→ **What you will do**
Pictures do not belong in the copy; print every entry exactly as it stands.

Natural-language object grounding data
□ □ □ □
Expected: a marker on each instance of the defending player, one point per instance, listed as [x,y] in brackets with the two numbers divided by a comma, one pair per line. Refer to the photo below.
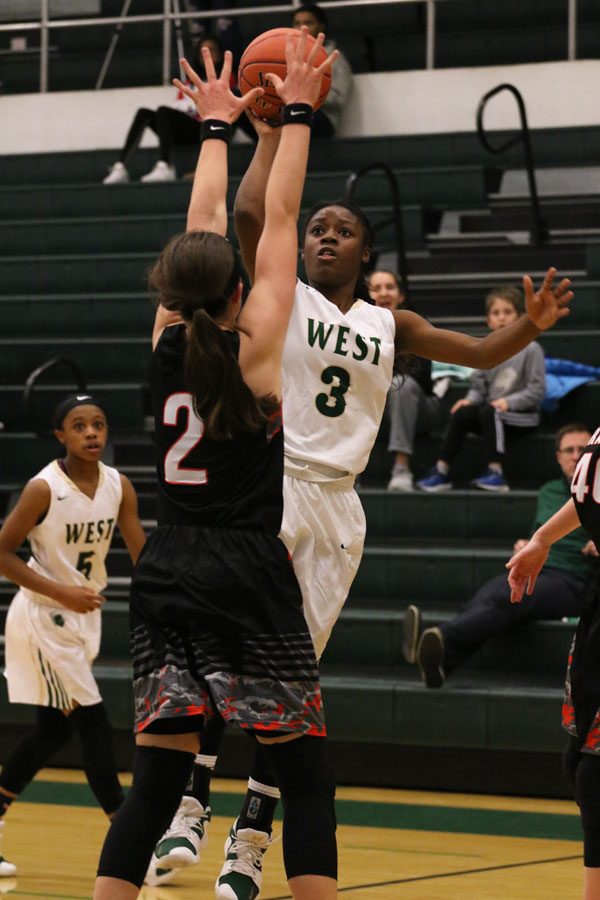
[581,707]
[217,624]
[68,512]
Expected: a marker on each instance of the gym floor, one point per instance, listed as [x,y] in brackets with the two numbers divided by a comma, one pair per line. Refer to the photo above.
[394,845]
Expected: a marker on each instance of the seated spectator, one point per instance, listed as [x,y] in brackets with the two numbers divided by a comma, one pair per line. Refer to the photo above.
[559,590]
[326,119]
[412,407]
[502,403]
[175,124]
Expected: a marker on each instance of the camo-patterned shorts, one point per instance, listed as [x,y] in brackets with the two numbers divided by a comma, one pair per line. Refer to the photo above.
[217,626]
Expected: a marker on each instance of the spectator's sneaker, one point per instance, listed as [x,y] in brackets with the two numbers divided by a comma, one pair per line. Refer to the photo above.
[412,628]
[156,875]
[430,657]
[162,171]
[181,844]
[401,481]
[435,482]
[491,481]
[241,875]
[117,174]
[7,870]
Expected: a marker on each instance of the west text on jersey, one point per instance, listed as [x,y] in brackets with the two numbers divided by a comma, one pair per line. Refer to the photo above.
[89,532]
[341,340]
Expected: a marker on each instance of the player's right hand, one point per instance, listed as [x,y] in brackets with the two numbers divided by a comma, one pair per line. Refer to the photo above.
[79,599]
[303,79]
□ □ □ □
→ **Written solution**
Expected: a marker on each instance of the defending player, one point per instance, listed as [x,y] in brackets with the two numbers divided by a comma, one pair per line. Refer to the photo below.
[581,707]
[217,624]
[68,512]
Expected: a marker on each instance of the gym floor, one point per instance, listed as [x,y] in brackets with the two numbers divided by a comma, one pair per line. Refer to the photo above.
[394,845]
Expected: a marker on each instance of the seated spectator, one point per instance, listed as [x,y] in brackets with the two numbers divided by a comma, one pair per line. Refer to the photo above.
[559,590]
[326,119]
[412,407]
[502,403]
[175,124]
Expected: a marker on each instance of the camo-patterned shorts, one point per instance, listed as [x,y] in brackets with the two numbers divided by a comma, one pair per line. Refer to the photo above.
[217,626]
Expected: a marker on each instance of the spectator's sneaker, one point per instance, listed as [x,y] in brackets with the two numbers divided by a comma, one pair per line. Refer to the photo above.
[412,628]
[156,875]
[430,657]
[162,171]
[181,844]
[401,481]
[435,482]
[491,481]
[241,875]
[117,174]
[7,870]
Expected: a marker on each instance of the west text on jersey, one point per instance, listed as [x,y] in brackets with the two numbers divided by a comma, one pair per line. Refer to the photo above.
[89,532]
[341,340]
Expected: a marker on each instance of the player's right hand, one point per instance, listed as [x,y] in brackets with the two numbers divided by a comma, one pair per line. Refer to the photo above.
[79,599]
[303,79]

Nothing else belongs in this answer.